**PROBLEM STATEMENT:**
Condense the paragraph that opens "Throughout literary history" in the seminar paper on the Gothic house below into a single shorter sentence that keeps its main facts.

[Start of SOURCE EXTRACT]

The house as Gothic element in Anglo-American fiction (18th - 20th century)


Dossier / Travail de Séminaire, 2002

42 Pages, Note: 1,0


Extrait


Contents

1. Introduction

2. Gothic Fiction
2.1. Definition
2.2. Roots, Developments, Impact
2.2.1. Britain
2.2.2. USA
2.3. The House – 'Commonplace' in Gothic Fiction

3. Aspects of the Gothic House
3.1. Building and Family Line
3.2. Looking-Glass House or (Gateway to) the Other World
3.3. The House of Bluebeard
3.4. The House as a Tomb
3.5. Culture Clashes and the House

4. Conclusion

5. Bibliography
5.1. Primary Sources
5.2. Secondary Sources

1. Introduction

Throughout literary history the house has played an important role as a setting, a symbol or even semi-character. Drawing on British and American prose writing that ranges from Horace Walpole to Toni Morrison, this paper will investigate a specific aspect of the house - namely its use as a Gothic element.

[End of SOURCE EXTRACT]
[Start of RECORDS PROVIDED]

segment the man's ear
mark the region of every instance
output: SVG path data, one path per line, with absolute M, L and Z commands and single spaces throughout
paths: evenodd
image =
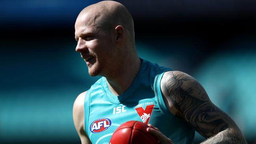
M 121 43 L 124 39 L 124 29 L 122 26 L 118 25 L 115 29 L 116 33 L 116 42 L 117 44 Z

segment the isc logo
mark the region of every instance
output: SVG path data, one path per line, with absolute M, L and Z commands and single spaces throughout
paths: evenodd
M 99 133 L 105 131 L 108 129 L 112 122 L 110 119 L 100 118 L 92 122 L 90 126 L 90 131 L 93 133 Z

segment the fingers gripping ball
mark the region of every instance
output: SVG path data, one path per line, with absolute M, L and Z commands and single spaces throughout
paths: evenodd
M 157 139 L 147 131 L 148 127 L 141 122 L 126 122 L 114 132 L 109 144 L 158 144 Z

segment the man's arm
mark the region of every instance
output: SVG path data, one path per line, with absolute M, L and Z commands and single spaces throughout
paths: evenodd
M 84 98 L 86 92 L 79 94 L 73 106 L 73 120 L 82 144 L 91 144 L 84 129 Z
M 233 120 L 211 102 L 193 77 L 181 72 L 169 71 L 164 74 L 161 83 L 170 111 L 208 138 L 202 144 L 247 143 Z

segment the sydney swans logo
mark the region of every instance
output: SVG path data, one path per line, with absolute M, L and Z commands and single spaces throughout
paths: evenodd
M 142 107 L 135 108 L 139 117 L 142 121 L 146 124 L 148 124 L 148 123 L 150 116 L 153 111 L 153 108 L 154 106 L 155 105 L 148 105 L 146 106 L 145 110 L 142 108 Z

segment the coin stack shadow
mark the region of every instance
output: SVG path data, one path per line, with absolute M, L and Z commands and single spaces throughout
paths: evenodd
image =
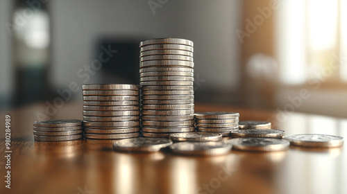
M 85 138 L 119 139 L 139 136 L 139 86 L 83 86 Z
M 193 46 L 179 38 L 140 43 L 143 136 L 169 138 L 194 130 Z
M 35 141 L 60 141 L 83 138 L 81 120 L 35 121 L 33 125 Z
M 228 136 L 232 131 L 239 130 L 239 117 L 237 112 L 196 113 L 195 125 L 197 131 L 218 132 Z

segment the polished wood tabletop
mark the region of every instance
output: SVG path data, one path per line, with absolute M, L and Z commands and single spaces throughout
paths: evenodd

[End of RECORDS PROVIDED]

**OUTPUT OF THE EXERCISE:**
The house has long served in literature as setting, symbol or near-character, and this paper examines its use as a Gothic element in British and American prose from Horace Walpole to Toni Morrison.